* _GOAL_
Return every one of the records below verbatim, reproducing each line without any change.

* _DATASET CONTENT_
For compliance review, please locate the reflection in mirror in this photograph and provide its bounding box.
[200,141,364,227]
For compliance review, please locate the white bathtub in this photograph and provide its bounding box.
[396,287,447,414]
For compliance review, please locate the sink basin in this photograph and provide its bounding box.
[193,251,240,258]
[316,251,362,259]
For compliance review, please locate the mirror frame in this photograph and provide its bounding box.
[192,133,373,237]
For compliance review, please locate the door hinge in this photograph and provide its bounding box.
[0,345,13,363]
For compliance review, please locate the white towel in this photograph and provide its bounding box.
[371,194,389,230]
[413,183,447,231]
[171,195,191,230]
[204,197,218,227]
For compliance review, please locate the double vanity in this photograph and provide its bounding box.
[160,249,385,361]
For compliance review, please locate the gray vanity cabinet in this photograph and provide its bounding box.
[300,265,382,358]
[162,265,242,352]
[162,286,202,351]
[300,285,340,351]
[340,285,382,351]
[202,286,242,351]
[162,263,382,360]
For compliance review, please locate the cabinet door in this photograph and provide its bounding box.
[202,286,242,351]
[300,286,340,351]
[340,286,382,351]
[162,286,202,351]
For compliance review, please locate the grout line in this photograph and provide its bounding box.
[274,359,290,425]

* _PROBLEM SOLUTION_
For compliance review, please locate the reflection in mirror in this photograph and provide its bounding box.
[200,141,364,227]
For compliance review, please locate the white bathtub in this photograph and provide its bounding box.
[396,287,447,414]
For compliance review, please locate the sink basin in this photograph and provide its bounding box.
[193,251,240,258]
[316,251,362,259]
For compliance review, please locate the mirror frame in this photograph and provide its bounding box.
[192,133,373,237]
For compliance review, please locate the door hinge in this photograph and provide its bounding box.
[0,345,13,363]
For compliance review, please locate the white towel in this photograph and provide its bounding box.
[371,194,389,230]
[413,183,447,231]
[171,195,191,230]
[204,197,218,227]
For compliance review, please locate the double vanity in this photograph and provide its bounding box.
[160,249,385,361]
For compliance review, please locate the gray vanity cabinet in this photograph and provide its bounding box.
[300,265,382,358]
[162,265,242,352]
[162,286,202,351]
[300,285,340,351]
[340,285,382,351]
[202,286,242,351]
[162,263,382,360]
For compliance review, please locate the cabinet door in this photograph and provide its bounding box.
[202,286,242,351]
[300,286,340,351]
[340,286,382,351]
[162,286,202,351]
For compliance review, please locate the grout line in this photograph and provide its bounding box.
[274,359,290,425]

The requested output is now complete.